Selected extract:
It has been a whirlwind year for Isaiah Noreiga. Last April, the Dynamo Academy forward scored two goals in the championship match of the Dallas Cup to lead the the Dynamo U-16s to the title. He was also on the Dynamo squad that reached the semifinals of the SUM U-17 Cup in Houston this past summer. Now, the junior at Kingwood Park High School will fly to Trinidad & Tobago on Saturday to once again train with its U-17 national team, which is preparing for CONCACAF qualifying for the 2011 FIFA U-17 World Cup.
“This is the third time I will train with the team,” Noreiga said. “The coach first saw me play at the Dallas Cup in 2009, and after finding out both of my parents were from Trinidad, he invited me down to try out.”
Although Noreiga made the team and was invited back for a preliminary qualifying tournament last summer, a back injury forced him to miss the games and resulted in him losing his spot on the 18-man roster. Trinidad & Tobago easily advanced, however, with wins over Saint Kitts & Nevis and Bermuda and a draw with Cuba.
“I had the back injury for about two years, but it was only a mild pain,” he said. “When I went down there, we had two-a-days, so it began aggravating me more. Eventually it locked up on me, and I couldn’t play. The doctor told me my L2 disc was shifted to the left so I had to come back to Houston to do physical therapy. It was very disappointing because I worked hard to get my spot on the team and then something I could not control happened to me, forcing me to miss the games.”
After two weeks of training in Trinidad, Noreiga will return to Houston for school and, if selected for the squad, he will fly to Jamaica on February 9 for CONCACAF World Cup qualifying. The draw, which was announced yesterday, saw Trinidad & Tobago land in group C with rival Jamaica and Guatemala. The top two teams advance to the quarterfinals, where the four winners clinch a spot in the U-17 World Cup. The Houston native said he would be excited to represent his parents' homeland at the World Cup.
“It would feel very good,” Noreiga said. “Even though I am from Houston, if I were to play for Trinidad at the World Cup, it would make my parents very proud.”
An added bonus for Noreiga would be the opportunity to play against Dynamo Academy goalkeeper Fernando Piña and the U.S. U-17 national team, which could be possible if both teams advance to the semifinals. Noreiga and Piña played together in the Dynamo Academy as well as against each other growing up in Houston.

Stored dataset items
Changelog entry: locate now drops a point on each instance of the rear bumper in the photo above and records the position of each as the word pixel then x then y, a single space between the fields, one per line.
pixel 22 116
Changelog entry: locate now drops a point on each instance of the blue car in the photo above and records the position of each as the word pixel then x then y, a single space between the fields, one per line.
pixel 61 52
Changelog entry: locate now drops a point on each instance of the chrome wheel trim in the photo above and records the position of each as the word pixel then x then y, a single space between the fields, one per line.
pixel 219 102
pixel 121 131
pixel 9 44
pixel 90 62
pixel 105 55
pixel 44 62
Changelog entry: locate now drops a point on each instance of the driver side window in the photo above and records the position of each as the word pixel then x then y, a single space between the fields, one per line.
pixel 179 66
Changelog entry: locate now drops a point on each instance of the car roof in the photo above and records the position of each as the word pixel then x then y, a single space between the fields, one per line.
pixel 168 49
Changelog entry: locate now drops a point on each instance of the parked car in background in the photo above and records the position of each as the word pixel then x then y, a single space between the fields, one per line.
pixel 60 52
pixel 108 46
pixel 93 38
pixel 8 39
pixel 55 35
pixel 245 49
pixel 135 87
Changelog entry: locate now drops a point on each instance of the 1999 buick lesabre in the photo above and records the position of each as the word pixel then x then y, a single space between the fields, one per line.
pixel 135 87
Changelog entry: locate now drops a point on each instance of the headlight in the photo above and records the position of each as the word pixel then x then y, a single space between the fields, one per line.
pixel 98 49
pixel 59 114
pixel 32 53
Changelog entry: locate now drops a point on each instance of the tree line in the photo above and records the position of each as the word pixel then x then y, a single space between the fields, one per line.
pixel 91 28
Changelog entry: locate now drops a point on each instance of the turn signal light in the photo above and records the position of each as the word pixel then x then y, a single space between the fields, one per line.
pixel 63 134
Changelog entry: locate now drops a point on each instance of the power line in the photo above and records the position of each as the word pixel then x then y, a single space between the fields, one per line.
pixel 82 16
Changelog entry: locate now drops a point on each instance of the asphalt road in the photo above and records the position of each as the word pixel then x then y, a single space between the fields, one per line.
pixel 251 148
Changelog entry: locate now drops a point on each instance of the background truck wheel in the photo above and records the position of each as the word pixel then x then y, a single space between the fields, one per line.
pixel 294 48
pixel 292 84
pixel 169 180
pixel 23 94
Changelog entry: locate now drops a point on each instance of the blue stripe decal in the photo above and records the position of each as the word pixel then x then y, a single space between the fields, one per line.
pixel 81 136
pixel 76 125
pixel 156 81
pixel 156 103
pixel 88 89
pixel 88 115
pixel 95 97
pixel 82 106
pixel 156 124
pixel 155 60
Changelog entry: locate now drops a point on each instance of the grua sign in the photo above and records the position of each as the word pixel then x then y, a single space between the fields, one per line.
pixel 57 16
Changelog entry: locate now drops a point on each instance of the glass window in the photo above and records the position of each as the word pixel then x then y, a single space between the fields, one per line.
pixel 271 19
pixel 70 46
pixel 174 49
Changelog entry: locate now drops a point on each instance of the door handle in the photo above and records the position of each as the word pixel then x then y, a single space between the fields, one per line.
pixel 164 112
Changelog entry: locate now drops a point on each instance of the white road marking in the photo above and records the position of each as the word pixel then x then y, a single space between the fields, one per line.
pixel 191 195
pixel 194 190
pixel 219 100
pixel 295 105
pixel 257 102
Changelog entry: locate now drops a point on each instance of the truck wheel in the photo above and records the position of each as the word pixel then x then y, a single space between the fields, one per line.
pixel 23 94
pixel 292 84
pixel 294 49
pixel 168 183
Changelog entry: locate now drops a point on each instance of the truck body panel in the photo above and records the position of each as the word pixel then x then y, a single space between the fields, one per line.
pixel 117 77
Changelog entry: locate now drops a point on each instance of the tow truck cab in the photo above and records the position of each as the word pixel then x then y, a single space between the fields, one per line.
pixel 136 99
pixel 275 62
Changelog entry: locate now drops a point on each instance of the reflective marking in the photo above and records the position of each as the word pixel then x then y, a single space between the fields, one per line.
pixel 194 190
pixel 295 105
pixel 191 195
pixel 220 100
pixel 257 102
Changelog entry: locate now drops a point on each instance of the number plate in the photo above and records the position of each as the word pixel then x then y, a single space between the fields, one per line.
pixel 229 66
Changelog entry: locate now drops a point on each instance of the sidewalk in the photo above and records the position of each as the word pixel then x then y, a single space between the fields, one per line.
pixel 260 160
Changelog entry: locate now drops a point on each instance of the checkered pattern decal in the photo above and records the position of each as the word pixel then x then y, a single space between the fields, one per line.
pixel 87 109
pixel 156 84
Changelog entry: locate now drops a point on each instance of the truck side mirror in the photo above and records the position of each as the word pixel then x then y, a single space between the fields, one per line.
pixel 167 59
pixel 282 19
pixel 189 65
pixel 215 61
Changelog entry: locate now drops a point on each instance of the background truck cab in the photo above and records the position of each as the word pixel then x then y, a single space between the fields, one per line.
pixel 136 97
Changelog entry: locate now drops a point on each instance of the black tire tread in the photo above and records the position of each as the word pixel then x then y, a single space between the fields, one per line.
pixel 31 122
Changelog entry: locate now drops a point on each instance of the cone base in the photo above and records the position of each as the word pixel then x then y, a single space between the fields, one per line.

Problem to work on:
In the article about Isaiah Noreiga, which disc did the doctor say had shifted to the left?

Task result:
His L2 disc.